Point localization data

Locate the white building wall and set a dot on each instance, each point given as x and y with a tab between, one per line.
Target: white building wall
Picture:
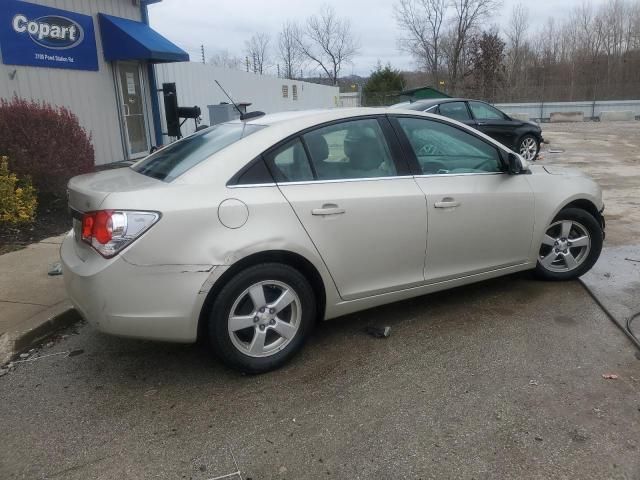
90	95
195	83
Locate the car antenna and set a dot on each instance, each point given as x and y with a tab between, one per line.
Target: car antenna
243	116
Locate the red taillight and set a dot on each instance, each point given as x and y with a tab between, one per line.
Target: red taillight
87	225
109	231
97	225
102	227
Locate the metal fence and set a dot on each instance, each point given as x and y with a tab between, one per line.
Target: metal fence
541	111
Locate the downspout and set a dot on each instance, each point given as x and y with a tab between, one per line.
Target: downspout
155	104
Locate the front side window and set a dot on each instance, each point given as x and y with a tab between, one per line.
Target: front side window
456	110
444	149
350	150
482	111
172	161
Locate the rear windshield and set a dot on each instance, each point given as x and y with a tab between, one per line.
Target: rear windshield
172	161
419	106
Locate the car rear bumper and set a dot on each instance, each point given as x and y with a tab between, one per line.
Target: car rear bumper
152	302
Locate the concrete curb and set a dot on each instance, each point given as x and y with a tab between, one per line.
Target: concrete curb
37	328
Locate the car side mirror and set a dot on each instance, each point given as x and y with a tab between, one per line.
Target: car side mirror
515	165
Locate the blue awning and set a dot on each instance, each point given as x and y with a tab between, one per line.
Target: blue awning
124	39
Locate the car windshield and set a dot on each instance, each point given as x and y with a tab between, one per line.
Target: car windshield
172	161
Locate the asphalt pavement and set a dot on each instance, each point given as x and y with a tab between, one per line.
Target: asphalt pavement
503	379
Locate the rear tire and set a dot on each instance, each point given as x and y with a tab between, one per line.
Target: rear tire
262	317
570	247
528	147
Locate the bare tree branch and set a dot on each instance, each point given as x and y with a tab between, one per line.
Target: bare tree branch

## WHAT THE TASK REQUIRES:
Please print the entries exactly as they stand. Images are not part of the copy.

## TASK ANSWER:
Locate the white building wall and set a dot on each instance, each point given as x and y with a tab between, one per line.
Target: white building wall
Picture:
90	95
195	83
Locate the car antenna and set a dot on each instance, each point given as x and y with a tab between, one per line.
Target: car antenna
243	116
Locate the red taillight and set a dot on each instance, each point given as x and y with a tab between, one per line.
Target: red taillight
87	225
109	231
97	225
102	227
Locate the metal fence and set a dot on each instance, each point given as x and y with a tab between, one per line.
Target: metal fence
541	111
Locate the downspout and set a dot on each instance, each point given as x and y with a tab between, one per line.
Target: downspout
155	104
Locate the front side window and set a dot on each instance, each point given as x and y with a tab between, one per line.
Target: front side window
456	110
444	149
350	150
482	111
172	161
Locate the rear windshield and set a dot on each instance, each point given as x and y with a tab between, one per line.
Target: rear windshield
172	161
419	106
Locate the car rear bumper and set a dot on each instance, each point given as x and y with a tab between, one per line.
Target: car rear bumper
152	302
Locate the concrete curb and set a dot on each instance, each point given as x and y with a tab between, one per line.
Target: concrete curb
37	328
Locate the car side mirror and set a dot on each instance, each point given as x and y with a tab between, one per line.
Target: car side mirror
515	165
Locate the blue awning and set a dot on each instance, each point given as x and y with a tab between, one per line.
Target: blue awning
124	39
Locate the car windshield and set a dot on each instance, each point given as x and y with a tab between, one per line.
Target: car windshield
172	161
Locate the asphalt pavement and set a dot on each instance, each point given as x and y with a tab between, one per line.
Target: asphalt pavement
503	379
Locate the rear tire and set a dot on each instance, each point given as x and y with a tab between, one per line.
Target: rear tire
262	317
570	247
528	147
Locate the bare tree branch and set a dot on each instance, each point given as x and y with a tab between, one per line.
Target: bare tree branch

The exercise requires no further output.